-- INSTRUCTIONS FOR THE TASK --
Update everything from the line containing "Would you be able to locate the tree trunk" down to the line containing "<point>51,76</point>" by replacing "utility pole" with "telephone pole". Leave all else unchanged, and return only those lines.

-- A block of data --
------------------------------------------------------------------------
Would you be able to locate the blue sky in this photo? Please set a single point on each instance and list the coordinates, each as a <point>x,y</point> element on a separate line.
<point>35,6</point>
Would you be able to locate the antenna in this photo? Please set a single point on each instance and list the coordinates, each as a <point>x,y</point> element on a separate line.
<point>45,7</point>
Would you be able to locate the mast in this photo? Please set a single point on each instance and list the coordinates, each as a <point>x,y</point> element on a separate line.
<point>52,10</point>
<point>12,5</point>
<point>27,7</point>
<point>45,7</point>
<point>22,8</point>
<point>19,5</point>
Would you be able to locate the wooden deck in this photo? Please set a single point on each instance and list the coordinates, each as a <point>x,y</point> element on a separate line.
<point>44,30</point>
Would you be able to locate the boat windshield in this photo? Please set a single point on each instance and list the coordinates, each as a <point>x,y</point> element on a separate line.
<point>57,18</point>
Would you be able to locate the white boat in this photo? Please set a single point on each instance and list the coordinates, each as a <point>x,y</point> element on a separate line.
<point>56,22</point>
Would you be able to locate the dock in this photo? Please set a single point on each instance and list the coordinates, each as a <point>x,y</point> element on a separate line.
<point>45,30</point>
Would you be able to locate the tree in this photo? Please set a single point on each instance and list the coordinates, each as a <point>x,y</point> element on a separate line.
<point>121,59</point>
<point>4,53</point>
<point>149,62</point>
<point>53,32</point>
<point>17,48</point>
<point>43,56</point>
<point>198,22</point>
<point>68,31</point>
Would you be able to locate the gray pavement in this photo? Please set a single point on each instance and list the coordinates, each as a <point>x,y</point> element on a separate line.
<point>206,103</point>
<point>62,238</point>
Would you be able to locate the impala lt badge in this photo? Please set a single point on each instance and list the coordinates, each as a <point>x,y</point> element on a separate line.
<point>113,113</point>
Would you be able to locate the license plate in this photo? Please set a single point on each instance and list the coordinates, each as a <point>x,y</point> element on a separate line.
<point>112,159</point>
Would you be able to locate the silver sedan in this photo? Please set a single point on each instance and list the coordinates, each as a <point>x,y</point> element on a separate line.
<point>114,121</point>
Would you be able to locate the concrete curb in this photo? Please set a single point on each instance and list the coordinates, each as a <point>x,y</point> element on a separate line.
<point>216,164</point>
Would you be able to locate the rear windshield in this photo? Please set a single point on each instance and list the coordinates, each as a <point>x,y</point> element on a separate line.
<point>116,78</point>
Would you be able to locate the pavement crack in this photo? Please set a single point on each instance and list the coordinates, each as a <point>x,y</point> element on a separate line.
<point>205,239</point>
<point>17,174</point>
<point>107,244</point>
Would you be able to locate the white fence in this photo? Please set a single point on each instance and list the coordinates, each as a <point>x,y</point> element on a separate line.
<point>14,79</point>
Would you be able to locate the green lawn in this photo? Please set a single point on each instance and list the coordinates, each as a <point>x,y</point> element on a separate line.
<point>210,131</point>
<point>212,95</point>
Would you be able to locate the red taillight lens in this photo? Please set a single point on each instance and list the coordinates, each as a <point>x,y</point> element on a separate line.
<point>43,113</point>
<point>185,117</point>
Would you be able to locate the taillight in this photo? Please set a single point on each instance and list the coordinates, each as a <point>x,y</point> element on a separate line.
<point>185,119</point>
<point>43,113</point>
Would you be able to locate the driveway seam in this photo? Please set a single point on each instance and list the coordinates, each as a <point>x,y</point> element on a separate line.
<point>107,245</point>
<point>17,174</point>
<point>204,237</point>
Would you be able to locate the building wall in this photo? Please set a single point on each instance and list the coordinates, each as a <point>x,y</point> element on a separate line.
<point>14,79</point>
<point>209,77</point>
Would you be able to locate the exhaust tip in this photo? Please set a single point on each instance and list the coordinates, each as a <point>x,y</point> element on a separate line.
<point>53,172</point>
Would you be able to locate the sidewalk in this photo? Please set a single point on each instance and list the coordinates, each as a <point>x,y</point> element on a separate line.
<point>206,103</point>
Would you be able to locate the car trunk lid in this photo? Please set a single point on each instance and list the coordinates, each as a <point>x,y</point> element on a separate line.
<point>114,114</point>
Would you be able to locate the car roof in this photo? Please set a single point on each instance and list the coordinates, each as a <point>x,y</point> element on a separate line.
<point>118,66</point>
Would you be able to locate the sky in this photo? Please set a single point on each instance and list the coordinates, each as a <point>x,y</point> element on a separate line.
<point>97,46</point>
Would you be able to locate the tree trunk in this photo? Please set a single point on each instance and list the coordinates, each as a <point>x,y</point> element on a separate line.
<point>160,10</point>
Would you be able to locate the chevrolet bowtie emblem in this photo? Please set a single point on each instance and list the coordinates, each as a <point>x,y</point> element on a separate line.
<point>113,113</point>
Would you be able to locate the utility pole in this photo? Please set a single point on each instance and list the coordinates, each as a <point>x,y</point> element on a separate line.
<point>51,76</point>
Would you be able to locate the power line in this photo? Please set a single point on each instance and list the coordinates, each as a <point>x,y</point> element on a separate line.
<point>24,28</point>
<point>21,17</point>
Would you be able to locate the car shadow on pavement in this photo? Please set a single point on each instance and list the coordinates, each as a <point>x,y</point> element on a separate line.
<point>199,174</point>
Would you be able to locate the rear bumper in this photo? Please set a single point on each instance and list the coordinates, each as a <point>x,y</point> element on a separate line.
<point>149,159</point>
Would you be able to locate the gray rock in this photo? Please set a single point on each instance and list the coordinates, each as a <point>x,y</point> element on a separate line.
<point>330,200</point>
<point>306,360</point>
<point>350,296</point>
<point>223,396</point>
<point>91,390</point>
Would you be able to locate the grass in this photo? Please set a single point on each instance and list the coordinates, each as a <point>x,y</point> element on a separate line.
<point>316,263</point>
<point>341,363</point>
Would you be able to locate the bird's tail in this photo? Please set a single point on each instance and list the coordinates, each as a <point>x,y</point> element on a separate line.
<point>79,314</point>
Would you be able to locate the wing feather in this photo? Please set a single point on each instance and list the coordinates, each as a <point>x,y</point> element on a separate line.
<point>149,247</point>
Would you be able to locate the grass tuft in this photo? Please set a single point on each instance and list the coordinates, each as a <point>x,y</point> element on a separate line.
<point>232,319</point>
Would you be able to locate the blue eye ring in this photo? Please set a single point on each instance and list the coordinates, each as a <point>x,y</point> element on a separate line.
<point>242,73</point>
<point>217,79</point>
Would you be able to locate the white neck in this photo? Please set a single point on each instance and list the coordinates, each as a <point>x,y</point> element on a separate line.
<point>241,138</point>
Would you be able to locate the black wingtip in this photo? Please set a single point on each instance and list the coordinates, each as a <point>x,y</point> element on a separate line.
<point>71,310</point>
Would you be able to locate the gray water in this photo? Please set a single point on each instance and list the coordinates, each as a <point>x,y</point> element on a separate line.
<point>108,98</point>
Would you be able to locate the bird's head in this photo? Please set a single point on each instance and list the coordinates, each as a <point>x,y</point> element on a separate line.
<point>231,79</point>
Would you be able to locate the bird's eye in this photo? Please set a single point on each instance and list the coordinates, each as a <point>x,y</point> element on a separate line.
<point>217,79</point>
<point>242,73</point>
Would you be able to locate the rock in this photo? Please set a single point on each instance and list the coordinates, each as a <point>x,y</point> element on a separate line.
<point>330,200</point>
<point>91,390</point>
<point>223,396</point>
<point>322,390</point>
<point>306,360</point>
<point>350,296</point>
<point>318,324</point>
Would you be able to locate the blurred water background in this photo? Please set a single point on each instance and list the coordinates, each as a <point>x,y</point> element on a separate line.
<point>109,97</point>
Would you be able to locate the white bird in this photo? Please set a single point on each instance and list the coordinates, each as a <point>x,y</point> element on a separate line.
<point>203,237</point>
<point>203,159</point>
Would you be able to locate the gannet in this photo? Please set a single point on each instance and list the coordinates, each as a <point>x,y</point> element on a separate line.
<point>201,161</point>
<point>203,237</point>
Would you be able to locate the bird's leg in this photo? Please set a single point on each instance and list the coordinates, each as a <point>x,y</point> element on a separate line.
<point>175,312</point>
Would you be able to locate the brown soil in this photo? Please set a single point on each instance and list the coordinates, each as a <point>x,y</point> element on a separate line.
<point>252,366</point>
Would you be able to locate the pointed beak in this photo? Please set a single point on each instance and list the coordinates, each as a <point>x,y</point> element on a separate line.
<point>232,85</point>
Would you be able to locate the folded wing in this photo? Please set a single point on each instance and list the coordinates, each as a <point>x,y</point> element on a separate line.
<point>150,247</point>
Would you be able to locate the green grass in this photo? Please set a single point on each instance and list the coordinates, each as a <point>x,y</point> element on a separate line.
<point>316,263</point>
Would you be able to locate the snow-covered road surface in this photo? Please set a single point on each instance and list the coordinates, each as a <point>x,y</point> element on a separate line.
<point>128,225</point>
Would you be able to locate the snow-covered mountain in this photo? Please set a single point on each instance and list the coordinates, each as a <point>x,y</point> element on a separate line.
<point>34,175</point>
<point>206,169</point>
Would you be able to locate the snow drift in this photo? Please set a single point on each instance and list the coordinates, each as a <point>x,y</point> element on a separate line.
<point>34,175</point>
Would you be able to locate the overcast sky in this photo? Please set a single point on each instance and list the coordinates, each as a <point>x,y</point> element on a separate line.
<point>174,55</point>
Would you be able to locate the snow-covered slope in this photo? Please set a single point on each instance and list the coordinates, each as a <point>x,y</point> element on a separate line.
------------------------------------------------------------------------
-- IN RESPONSE --
Would you be able to locate the tree trunk in this photo? Please set a single point on each instance and list the coordinates, each as a <point>x,y</point> element on a separate line.
<point>160,10</point>
Would you be able to locate the chevrolet bowtie emblem in this photo? Please set a single point on each instance and list the coordinates, each as a <point>x,y</point> element on a separate line.
<point>113,113</point>
Would you be able to locate the telephone pole in this photo? Please set a single point on each instance and list the coordinates, each as a <point>x,y</point> element on a separate line.
<point>51,76</point>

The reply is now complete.